## Begin

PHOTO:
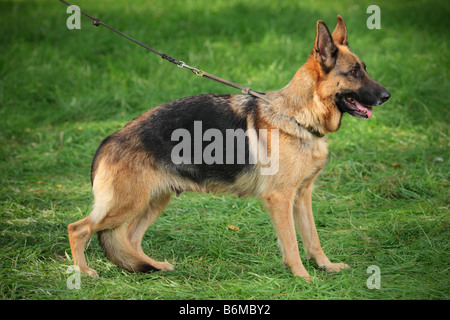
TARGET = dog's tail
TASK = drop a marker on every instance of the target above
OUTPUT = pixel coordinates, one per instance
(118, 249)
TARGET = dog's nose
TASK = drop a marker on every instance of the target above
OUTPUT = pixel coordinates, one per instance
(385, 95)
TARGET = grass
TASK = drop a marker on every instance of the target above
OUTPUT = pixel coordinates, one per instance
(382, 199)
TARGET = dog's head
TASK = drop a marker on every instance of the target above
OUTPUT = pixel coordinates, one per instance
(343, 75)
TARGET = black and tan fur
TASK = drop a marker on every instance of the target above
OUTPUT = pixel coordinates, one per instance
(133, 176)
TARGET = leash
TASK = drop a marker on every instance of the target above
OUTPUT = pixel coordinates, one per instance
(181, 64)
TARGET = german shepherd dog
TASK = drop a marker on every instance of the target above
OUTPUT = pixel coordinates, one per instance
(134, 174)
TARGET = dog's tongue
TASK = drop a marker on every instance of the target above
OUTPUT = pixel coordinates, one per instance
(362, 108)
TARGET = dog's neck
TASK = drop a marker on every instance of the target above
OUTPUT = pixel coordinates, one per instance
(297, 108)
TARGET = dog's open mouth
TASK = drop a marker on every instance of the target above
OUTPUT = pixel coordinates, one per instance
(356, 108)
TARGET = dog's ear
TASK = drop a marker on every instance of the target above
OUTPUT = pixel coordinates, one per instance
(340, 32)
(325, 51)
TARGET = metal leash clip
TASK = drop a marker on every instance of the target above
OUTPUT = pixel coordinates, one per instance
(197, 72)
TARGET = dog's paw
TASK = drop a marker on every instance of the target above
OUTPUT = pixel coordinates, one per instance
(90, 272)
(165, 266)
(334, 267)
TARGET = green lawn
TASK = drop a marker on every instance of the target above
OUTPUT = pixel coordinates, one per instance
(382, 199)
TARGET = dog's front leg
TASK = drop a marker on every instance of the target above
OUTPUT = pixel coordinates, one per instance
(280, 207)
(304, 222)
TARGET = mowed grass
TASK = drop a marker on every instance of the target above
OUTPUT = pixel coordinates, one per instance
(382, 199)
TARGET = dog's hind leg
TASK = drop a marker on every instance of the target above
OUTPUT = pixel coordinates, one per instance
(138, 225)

## End

Convert everything from the line containing "TARGET = mowed grass" down to the end of the rows into a numbered list, leaving out any blank lines.

1. TARGET = mowed grass
2. TASK = drop a marker on every instance of the target above
3. OUTPUT = pixel coordinates, one per instance
4. (382, 199)
5. TARGET = dog's hind leg
6. TASK = drop a marker on every instance of the target above
7. OUTPUT = pixel coordinates, one per instance
8. (138, 225)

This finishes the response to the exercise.